• [MATERIAL PROVIDED]:
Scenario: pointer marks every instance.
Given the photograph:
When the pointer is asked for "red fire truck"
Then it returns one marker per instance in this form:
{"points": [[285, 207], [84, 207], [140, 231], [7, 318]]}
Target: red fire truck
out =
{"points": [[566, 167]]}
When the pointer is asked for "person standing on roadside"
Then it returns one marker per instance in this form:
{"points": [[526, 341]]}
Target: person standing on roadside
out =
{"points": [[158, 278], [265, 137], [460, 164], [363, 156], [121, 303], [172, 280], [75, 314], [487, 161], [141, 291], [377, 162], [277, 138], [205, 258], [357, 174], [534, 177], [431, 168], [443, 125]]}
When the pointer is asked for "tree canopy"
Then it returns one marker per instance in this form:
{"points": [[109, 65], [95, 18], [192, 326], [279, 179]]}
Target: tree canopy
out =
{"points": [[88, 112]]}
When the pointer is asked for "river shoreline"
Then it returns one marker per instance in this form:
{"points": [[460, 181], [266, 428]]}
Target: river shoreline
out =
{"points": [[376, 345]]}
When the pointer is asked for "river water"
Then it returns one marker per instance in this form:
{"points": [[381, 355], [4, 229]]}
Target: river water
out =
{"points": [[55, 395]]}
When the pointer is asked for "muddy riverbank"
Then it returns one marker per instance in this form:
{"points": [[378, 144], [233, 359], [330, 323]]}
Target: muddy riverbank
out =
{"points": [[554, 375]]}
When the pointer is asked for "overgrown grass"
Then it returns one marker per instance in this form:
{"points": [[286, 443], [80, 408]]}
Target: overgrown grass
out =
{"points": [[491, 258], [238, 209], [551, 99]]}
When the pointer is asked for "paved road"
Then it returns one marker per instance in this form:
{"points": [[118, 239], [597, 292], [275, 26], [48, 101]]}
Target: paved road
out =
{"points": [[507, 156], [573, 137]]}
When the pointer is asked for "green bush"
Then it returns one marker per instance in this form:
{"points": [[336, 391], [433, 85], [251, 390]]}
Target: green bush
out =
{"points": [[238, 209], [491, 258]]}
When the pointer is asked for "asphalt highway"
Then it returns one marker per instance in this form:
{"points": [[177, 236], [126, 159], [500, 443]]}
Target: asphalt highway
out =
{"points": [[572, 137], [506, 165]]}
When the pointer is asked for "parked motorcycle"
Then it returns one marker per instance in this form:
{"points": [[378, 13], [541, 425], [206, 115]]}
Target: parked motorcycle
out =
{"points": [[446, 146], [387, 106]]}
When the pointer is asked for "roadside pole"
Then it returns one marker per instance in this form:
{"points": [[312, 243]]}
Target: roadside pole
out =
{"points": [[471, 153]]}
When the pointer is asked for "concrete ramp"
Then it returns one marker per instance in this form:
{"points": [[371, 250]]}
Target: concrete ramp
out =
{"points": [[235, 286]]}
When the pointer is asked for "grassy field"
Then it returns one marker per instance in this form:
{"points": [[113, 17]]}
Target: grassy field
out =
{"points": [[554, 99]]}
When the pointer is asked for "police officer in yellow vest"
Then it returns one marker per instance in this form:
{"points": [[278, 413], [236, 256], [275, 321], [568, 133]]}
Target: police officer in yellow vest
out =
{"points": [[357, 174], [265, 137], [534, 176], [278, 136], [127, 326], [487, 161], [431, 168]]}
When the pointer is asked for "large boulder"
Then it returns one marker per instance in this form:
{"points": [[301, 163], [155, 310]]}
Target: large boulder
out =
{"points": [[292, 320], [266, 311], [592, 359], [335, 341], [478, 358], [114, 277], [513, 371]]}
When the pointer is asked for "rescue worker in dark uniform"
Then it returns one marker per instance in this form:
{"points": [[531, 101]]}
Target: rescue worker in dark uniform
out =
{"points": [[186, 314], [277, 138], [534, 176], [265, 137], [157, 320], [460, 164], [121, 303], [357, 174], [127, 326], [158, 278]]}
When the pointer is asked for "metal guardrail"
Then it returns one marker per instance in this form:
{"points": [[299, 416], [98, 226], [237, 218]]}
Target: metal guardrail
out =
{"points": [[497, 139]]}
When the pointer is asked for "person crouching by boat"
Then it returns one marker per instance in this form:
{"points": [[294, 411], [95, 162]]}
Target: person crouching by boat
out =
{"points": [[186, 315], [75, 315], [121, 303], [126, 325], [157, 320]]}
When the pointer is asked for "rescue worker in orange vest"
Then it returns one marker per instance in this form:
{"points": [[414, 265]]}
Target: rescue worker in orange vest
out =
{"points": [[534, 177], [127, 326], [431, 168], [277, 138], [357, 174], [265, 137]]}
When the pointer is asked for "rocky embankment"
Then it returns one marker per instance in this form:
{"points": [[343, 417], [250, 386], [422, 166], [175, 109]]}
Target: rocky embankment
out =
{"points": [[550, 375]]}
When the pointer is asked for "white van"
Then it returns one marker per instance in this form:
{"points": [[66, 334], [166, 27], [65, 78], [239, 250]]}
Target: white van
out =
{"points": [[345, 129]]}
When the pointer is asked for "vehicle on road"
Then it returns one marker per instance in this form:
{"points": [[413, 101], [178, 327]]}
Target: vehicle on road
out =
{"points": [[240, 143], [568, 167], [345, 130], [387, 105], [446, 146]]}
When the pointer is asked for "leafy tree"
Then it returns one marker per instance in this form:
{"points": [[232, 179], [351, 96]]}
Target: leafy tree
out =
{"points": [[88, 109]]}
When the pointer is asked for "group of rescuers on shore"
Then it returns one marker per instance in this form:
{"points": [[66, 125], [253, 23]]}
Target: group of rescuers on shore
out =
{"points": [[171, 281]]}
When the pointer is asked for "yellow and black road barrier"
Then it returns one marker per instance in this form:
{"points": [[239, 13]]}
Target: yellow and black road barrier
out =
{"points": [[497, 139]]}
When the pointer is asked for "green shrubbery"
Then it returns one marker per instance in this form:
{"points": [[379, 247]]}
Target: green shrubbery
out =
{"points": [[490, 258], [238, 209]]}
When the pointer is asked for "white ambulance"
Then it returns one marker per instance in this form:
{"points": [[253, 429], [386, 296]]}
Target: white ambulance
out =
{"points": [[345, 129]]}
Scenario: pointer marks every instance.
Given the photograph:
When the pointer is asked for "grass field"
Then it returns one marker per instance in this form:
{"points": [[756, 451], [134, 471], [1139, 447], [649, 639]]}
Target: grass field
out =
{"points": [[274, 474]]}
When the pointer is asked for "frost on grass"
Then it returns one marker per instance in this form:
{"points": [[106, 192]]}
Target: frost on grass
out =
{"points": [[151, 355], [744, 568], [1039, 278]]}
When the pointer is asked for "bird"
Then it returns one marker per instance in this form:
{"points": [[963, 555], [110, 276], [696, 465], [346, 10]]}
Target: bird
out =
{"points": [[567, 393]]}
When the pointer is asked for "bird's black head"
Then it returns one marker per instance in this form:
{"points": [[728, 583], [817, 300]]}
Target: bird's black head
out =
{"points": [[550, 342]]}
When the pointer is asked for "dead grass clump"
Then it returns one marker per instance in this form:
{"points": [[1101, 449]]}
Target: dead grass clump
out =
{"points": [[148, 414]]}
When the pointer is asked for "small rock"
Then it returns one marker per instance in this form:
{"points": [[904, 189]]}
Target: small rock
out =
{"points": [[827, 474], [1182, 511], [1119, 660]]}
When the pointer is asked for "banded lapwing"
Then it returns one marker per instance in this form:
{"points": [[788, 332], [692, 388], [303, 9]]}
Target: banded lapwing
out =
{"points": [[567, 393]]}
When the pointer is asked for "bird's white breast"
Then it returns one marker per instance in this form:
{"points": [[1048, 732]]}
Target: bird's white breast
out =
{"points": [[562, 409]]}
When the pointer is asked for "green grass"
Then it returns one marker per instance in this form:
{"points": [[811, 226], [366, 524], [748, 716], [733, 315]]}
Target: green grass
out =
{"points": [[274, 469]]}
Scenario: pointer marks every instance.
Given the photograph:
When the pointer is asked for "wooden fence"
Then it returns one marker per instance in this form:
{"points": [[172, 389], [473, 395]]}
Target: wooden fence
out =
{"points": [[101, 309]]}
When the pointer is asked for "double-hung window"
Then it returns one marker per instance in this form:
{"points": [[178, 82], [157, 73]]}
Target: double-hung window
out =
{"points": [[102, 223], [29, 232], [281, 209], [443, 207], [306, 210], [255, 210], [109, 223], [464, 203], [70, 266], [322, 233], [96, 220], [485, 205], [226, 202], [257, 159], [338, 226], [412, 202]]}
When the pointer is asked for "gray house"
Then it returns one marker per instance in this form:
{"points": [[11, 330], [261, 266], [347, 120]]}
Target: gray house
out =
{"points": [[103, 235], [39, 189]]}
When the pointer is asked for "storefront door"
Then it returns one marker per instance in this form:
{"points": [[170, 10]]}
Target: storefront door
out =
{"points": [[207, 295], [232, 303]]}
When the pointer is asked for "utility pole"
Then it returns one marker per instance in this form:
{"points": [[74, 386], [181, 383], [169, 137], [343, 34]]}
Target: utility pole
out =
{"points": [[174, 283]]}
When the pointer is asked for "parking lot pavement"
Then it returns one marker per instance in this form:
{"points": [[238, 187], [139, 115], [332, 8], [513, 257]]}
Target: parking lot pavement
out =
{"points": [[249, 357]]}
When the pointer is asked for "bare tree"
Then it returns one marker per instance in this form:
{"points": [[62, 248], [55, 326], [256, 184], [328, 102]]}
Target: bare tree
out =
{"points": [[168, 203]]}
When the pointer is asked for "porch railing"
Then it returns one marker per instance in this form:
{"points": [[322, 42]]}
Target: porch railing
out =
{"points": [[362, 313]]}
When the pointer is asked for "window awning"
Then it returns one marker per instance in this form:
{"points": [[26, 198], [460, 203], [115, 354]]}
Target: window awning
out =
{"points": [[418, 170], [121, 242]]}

• [REQUIRED WORK]: Count the lines in the listing above that contain the string "storefront". Matching is case-sensitive. Reply with the number only.

• [CORRECT ANSWER]: 2